— ELENCO DEI COMPITI —
A. Elenca i requisiti che, secondo l'estratto della pagina sulla revocatoria fallimentare, sono sempre richiesti per considerare revocabili le rimesse affluite su un conto corrente bancario.
B. Traduci in inglese questa frase dell'estratto della pagina sulla revocatoria fallimentare: «L'articolo 67 l.f., con i suoi riferimenti alle rimesse che hanno comportato una riduzione consistente e durevole dell'esposizione debitoria, non troverà quasi mai concreta applicazione».

— ESTRATTO DELLA PAGINA —
════
Il calcolo del rientro nella revocatoria fallimentare delle rimesse - art. 70 l.f.

Giuseppe Rebecca, Dottore Commercialista in Vicenza


Sommario: 1. Premessa. - 2.La difficile convivenza degli articoli 67 e 70 l.f. - 3. Esemplificazione pratica: gli importi revocabili quantificati ex art. 70 l.f. di norma sono inferiori agli importi determinabili ex art. 67 l.f.. - 4. Qualche problematica pratica nell’applicazione dell’art. 70 l.f.. - 4.1. Il saldo. - 4.2. Come determinare il saldo al momento del concorso 4.3. Una sentenza su interessi e commissioni.- 5. Conclusioni.


 

1. Premessa

Gli articoli 67 e 70 della Legge Fallimentare[1], hanno trattato per la prima volta esplicitamente delle rimesse bancarie, anche se stranamente lo hanno fatto in negativo. La norma ne parla solo per esentarle da revocatoria, a certe condizioni; ma risulta così evidente la matrice di origine bancaria della norma.

Non sono soggette all’azione revocatoria “le rimesse effettuate su un conto corrente bancario, purché non abbiano ridotto in maniera consistente e durevole l’esposizione debitoria del fallito nei confronti della banca” (articolo 67, comma 3, lettera b) l.f..).

Il periodo sospetto è stato ridotto da un anno a sei mesi mentre, per quanto riguarda l’aumento delle rimesse revocabili, si devono analizzare congiuntamente gli articoli 67 e 70 l.f., per certi versi contraddistinti, come vedremo.

Per poter considerare revocabili le rimesse affluite su un conto corrente bancario sono sempre richiesti i seguenti requisiti:

- siano avvenute nei sei mesi antecedenti la dichiarazione di fallimento;

- venga provata la conoscenza dello stato di insolvenza;

- abbiano ridotto in maniera consistente e durevole l’esposizione debitoria del fallito nei confronti della banca.

In ogni caso la somma revocabile non potrà essere maggiore del cosiddetto rientro (art. 70 l.f.)[2].

 

2. La difficile convivenza degli articoli 67 e 70 l.f.

Vari sono gli aspetti della nuova revocatoria non ancora del tutto risolti, anche se in definitiva pare che uno solo sia il vero problema: come conciliare quello che potrebbe anche sembrare inconciliabile, e cioè il nuovo art. 67 l.f. con il nuovo art. 70 della legge fallimentare.

A nostro avviso normalmente si applica semplicemente l’art. 70 della l.f., e quindi è revocabile, al massimo, il differenziale tra il massimo importo a debito e il saldo al momento del fallimento. L’articolo 67 l.f., con i suoi riferimenti alle rimesse che hanno comportato una riduzione consistente e durevole dell’esposizione debitoria, non troverà quasi mai  concreta applicazione. La previsione dell’art. 67 si dimostrerà quindi spesso del tutto inutile, ed allora risulta anche legittimo chiedersi cosa ci stia a fare una disposizione inutilizzabile. Ma così è.
════
— INFORMAZIONI FORNITE —
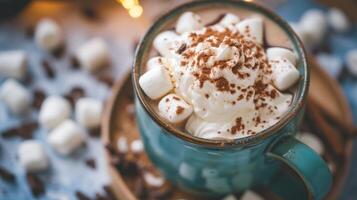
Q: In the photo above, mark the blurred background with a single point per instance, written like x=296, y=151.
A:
x=121, y=24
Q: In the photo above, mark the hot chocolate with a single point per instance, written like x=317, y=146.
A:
x=222, y=77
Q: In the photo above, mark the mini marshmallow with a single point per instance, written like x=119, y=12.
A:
x=314, y=23
x=156, y=62
x=13, y=64
x=48, y=35
x=122, y=145
x=174, y=109
x=66, y=137
x=331, y=63
x=156, y=82
x=313, y=142
x=301, y=33
x=188, y=21
x=278, y=52
x=32, y=156
x=93, y=54
x=54, y=110
x=230, y=197
x=152, y=180
x=15, y=96
x=351, y=61
x=338, y=20
x=250, y=195
x=252, y=28
x=137, y=146
x=164, y=42
x=284, y=74
x=88, y=112
x=229, y=19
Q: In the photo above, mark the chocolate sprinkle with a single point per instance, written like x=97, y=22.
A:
x=91, y=163
x=39, y=96
x=75, y=94
x=36, y=185
x=46, y=67
x=6, y=175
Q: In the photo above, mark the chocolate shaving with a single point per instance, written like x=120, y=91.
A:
x=24, y=131
x=181, y=49
x=38, y=98
x=6, y=175
x=94, y=132
x=81, y=196
x=36, y=185
x=46, y=67
x=109, y=192
x=29, y=32
x=74, y=62
x=91, y=163
x=74, y=94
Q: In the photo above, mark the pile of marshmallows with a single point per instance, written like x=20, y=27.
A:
x=157, y=81
x=65, y=134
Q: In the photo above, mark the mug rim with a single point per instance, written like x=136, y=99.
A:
x=296, y=106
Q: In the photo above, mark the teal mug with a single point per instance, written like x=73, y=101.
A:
x=214, y=168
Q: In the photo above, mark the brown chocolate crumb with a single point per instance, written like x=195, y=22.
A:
x=6, y=175
x=47, y=68
x=74, y=62
x=29, y=31
x=39, y=96
x=94, y=132
x=81, y=196
x=179, y=110
x=181, y=49
x=91, y=163
x=74, y=94
x=36, y=185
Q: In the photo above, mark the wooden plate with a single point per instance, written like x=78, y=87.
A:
x=327, y=114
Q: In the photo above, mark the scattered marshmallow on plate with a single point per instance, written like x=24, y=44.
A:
x=122, y=144
x=351, y=61
x=13, y=64
x=137, y=146
x=15, y=96
x=66, y=137
x=338, y=20
x=152, y=180
x=174, y=109
x=93, y=54
x=312, y=141
x=32, y=156
x=284, y=73
x=88, y=112
x=54, y=110
x=188, y=21
x=156, y=82
x=48, y=35
x=164, y=42
x=314, y=24
x=250, y=195
x=253, y=27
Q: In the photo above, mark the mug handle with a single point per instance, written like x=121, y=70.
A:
x=306, y=163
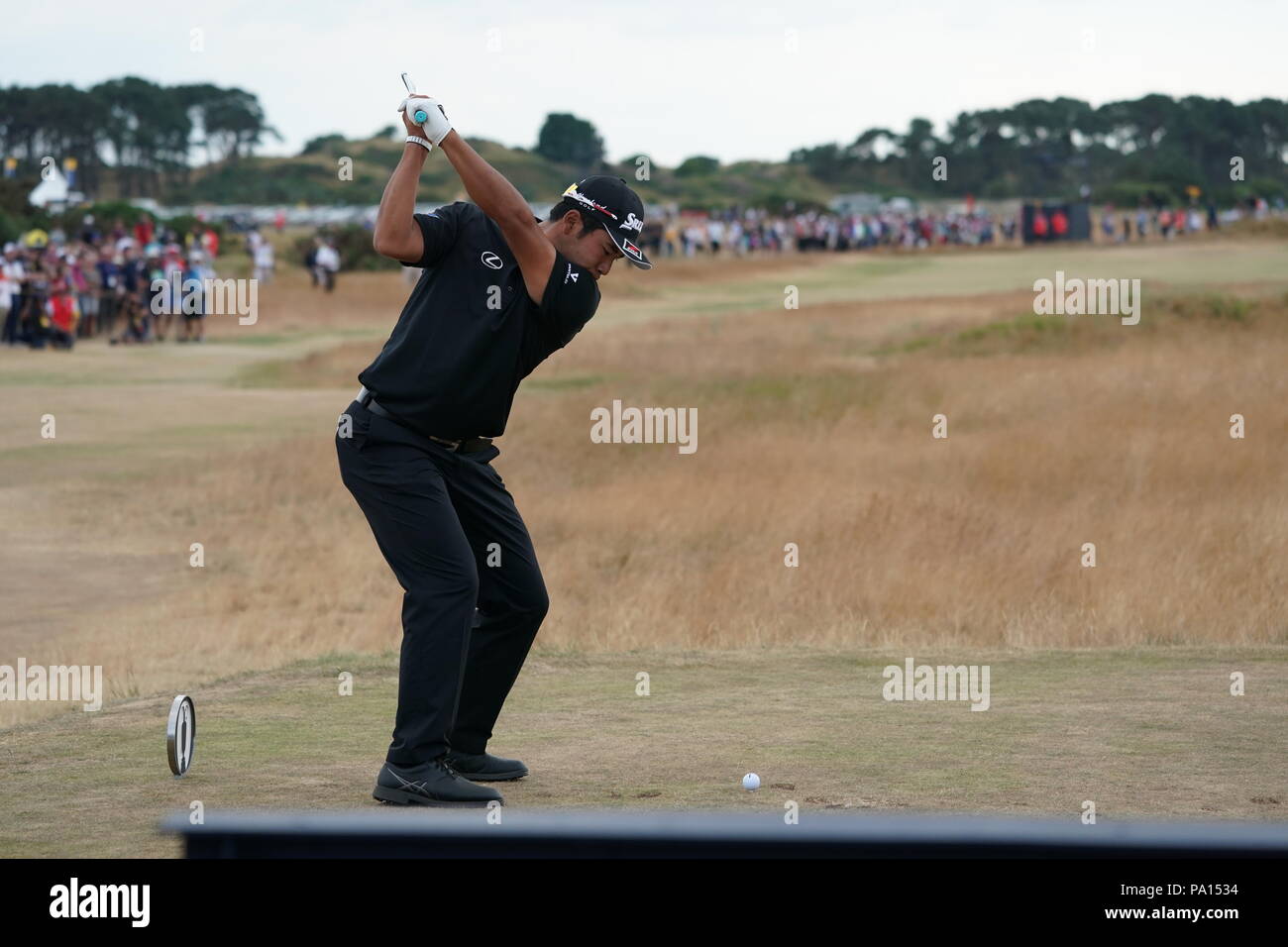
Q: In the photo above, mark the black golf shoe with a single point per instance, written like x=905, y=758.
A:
x=483, y=767
x=430, y=784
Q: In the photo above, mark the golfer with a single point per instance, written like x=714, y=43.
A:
x=500, y=291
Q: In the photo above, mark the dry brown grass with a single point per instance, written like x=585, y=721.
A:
x=814, y=428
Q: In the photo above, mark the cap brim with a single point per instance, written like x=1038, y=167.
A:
x=632, y=253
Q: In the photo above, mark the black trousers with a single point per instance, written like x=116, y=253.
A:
x=473, y=594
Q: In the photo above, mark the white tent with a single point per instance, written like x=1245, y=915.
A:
x=52, y=189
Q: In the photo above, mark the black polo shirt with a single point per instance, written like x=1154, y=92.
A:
x=469, y=331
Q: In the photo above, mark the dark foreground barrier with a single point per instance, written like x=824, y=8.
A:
x=596, y=834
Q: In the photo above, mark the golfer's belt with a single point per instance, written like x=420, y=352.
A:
x=460, y=446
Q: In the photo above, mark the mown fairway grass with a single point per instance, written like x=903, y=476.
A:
x=1147, y=732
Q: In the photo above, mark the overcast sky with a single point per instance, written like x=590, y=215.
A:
x=734, y=80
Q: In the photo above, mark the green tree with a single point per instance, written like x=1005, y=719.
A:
x=571, y=141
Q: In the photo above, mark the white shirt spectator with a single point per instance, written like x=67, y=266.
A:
x=327, y=258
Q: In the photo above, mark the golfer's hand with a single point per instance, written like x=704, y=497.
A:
x=434, y=128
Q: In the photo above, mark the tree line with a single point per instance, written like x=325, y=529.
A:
x=1121, y=151
x=147, y=132
x=1154, y=146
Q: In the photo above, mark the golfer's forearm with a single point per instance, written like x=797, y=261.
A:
x=485, y=185
x=394, y=222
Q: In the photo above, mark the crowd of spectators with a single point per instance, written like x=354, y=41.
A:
x=758, y=231
x=115, y=281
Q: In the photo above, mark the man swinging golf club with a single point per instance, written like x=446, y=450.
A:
x=501, y=290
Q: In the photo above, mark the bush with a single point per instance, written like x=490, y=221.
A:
x=353, y=241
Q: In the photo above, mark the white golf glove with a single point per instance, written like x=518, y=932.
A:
x=437, y=125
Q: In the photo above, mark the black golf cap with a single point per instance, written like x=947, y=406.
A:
x=618, y=209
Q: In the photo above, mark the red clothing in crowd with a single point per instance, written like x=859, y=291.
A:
x=62, y=311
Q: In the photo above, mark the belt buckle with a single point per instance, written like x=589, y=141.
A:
x=450, y=445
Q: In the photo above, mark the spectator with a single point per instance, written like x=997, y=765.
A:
x=327, y=264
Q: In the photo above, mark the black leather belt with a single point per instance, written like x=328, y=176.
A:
x=460, y=446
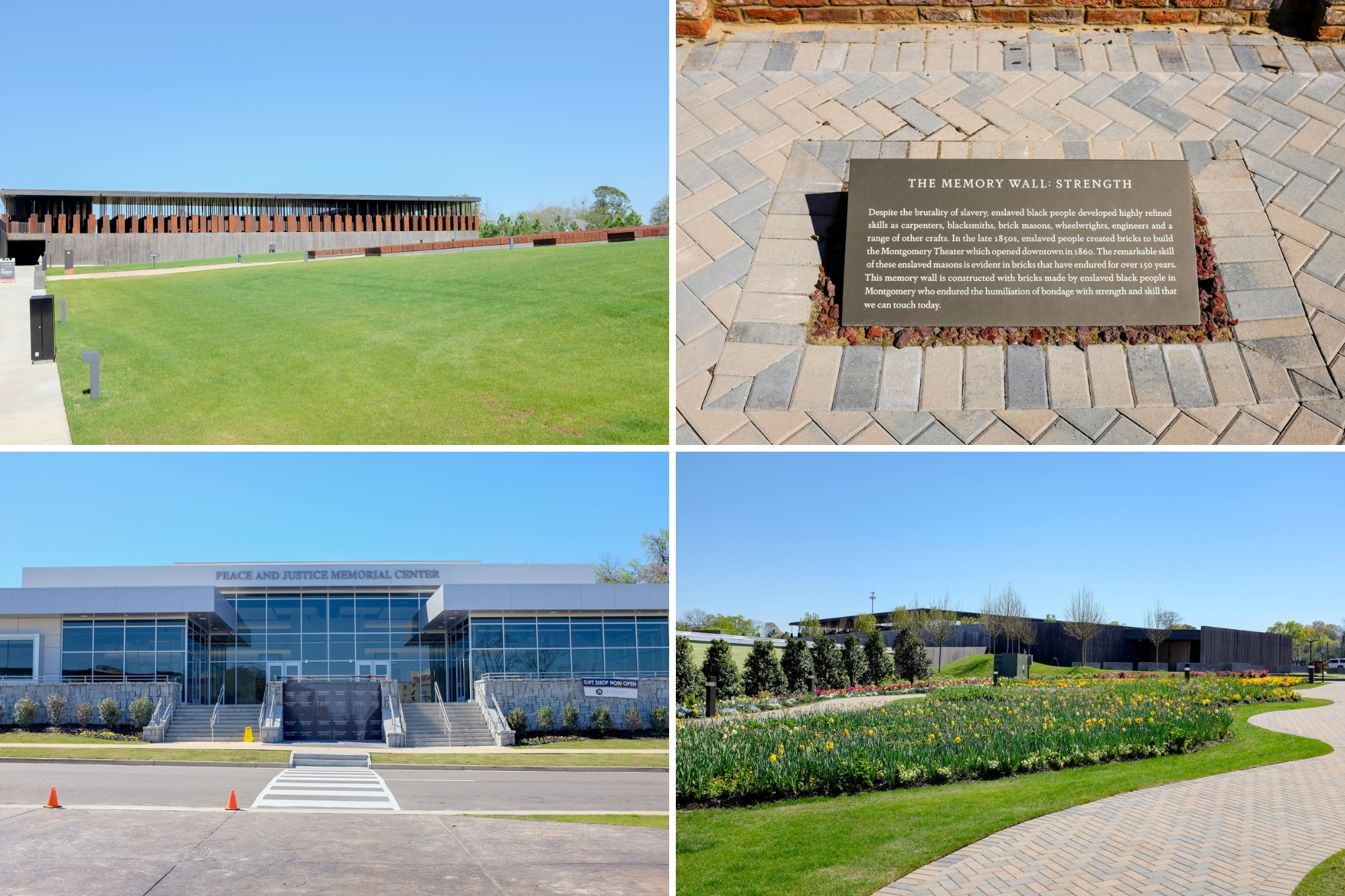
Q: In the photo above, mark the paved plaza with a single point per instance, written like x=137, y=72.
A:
x=178, y=853
x=1254, y=831
x=769, y=122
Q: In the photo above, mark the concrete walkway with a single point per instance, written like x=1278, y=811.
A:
x=1256, y=831
x=32, y=409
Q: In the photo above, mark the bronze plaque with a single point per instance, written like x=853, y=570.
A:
x=1012, y=243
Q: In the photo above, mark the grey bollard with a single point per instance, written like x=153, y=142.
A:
x=92, y=360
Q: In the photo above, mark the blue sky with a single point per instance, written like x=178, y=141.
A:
x=146, y=509
x=520, y=104
x=1229, y=538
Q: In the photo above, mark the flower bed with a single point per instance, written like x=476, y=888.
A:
x=960, y=732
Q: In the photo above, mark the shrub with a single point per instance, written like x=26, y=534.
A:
x=633, y=717
x=56, y=708
x=571, y=717
x=762, y=673
x=110, y=710
x=26, y=710
x=142, y=710
x=545, y=719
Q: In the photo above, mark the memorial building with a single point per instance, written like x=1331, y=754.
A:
x=221, y=631
x=128, y=227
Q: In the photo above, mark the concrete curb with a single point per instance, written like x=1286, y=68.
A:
x=383, y=766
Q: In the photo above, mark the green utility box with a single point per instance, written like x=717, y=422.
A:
x=1013, y=665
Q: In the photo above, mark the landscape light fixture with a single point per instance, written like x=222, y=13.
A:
x=92, y=360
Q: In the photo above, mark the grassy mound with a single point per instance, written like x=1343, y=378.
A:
x=537, y=346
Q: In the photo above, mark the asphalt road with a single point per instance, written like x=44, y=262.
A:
x=209, y=786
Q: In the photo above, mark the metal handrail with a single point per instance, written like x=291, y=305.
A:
x=215, y=716
x=443, y=715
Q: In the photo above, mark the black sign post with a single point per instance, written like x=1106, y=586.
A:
x=1012, y=243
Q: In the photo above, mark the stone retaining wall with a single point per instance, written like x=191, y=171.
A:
x=529, y=696
x=92, y=694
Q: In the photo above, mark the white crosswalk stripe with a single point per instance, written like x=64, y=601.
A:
x=317, y=787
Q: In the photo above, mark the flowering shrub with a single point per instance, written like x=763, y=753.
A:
x=960, y=732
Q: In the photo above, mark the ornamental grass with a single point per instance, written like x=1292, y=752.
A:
x=961, y=732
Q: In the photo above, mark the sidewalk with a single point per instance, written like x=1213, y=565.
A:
x=32, y=408
x=1254, y=831
x=767, y=119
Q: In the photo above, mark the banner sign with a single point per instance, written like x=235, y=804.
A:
x=623, y=688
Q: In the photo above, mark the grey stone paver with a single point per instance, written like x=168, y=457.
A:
x=1266, y=155
x=1219, y=834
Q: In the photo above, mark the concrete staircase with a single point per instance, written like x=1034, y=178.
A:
x=426, y=728
x=193, y=723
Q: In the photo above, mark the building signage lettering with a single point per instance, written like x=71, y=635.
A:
x=322, y=575
x=1005, y=243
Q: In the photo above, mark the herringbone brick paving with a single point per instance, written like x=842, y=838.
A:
x=765, y=119
x=1256, y=831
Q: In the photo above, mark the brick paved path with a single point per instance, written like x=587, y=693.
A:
x=1256, y=831
x=769, y=122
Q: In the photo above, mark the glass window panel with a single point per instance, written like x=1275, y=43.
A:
x=252, y=682
x=108, y=666
x=621, y=661
x=654, y=634
x=77, y=637
x=141, y=663
x=315, y=646
x=283, y=614
x=520, y=634
x=108, y=635
x=523, y=662
x=488, y=635
x=654, y=659
x=586, y=633
x=314, y=614
x=141, y=634
x=553, y=635
x=166, y=663
x=17, y=658
x=252, y=615
x=341, y=612
x=171, y=637
x=407, y=615
x=619, y=634
x=79, y=665
x=488, y=661
x=372, y=615
x=553, y=662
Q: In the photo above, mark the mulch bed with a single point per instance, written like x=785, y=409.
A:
x=1217, y=326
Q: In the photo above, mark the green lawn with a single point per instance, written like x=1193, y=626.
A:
x=1327, y=879
x=535, y=758
x=853, y=845
x=149, y=752
x=606, y=743
x=57, y=271
x=630, y=821
x=478, y=348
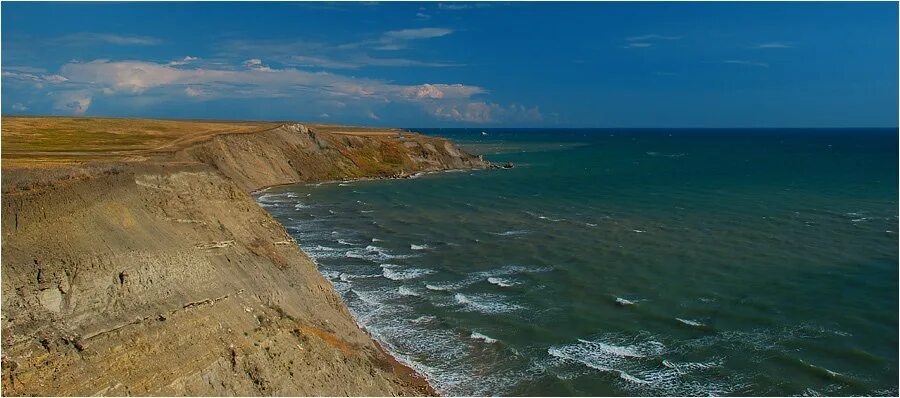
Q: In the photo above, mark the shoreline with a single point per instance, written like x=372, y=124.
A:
x=112, y=298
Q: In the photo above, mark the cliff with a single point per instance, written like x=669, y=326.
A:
x=151, y=271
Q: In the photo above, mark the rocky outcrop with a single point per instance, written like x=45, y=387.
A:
x=164, y=277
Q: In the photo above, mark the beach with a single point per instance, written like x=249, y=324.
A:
x=135, y=261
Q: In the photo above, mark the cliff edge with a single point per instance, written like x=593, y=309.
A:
x=144, y=267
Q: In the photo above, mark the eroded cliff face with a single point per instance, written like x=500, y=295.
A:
x=294, y=153
x=164, y=277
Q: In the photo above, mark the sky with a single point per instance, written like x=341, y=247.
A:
x=457, y=64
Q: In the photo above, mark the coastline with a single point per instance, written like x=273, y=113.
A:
x=114, y=273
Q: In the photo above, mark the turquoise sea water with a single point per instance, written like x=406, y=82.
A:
x=626, y=262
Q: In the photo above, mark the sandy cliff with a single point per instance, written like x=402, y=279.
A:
x=162, y=276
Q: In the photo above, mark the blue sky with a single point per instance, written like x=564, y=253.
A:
x=459, y=64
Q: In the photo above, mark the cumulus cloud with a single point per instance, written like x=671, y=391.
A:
x=441, y=91
x=80, y=82
x=192, y=92
x=484, y=112
x=744, y=62
x=76, y=102
x=34, y=78
x=256, y=64
x=184, y=61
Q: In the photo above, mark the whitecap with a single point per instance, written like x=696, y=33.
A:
x=511, y=233
x=624, y=302
x=690, y=322
x=406, y=291
x=403, y=275
x=485, y=303
x=500, y=282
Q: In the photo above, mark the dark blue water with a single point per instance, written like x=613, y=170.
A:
x=627, y=262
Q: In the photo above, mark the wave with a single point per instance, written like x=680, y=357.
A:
x=438, y=287
x=690, y=322
x=375, y=253
x=668, y=155
x=639, y=363
x=543, y=217
x=484, y=338
x=511, y=233
x=406, y=291
x=491, y=276
x=486, y=303
x=500, y=282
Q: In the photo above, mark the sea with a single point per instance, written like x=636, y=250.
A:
x=625, y=262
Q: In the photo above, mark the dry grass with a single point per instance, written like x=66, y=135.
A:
x=36, y=141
════
— SOLUZIONI DEI COMPITI —
A.
- Le rimesse siano avvenute nei sei mesi antecedenti la dichiarazione di fallimento.
- Venga provata la conoscenza dello stato di insolvenza.
- Le rimesse abbiano ridotto in maniera consistente e durevole l'esposizione debitoria del fallito nei confronti della banca.

B. Article 67 of the Bankruptcy Law, with its references to remittances that have brought about a substantial and lasting reduction of the debt exposure, will almost never find practical application.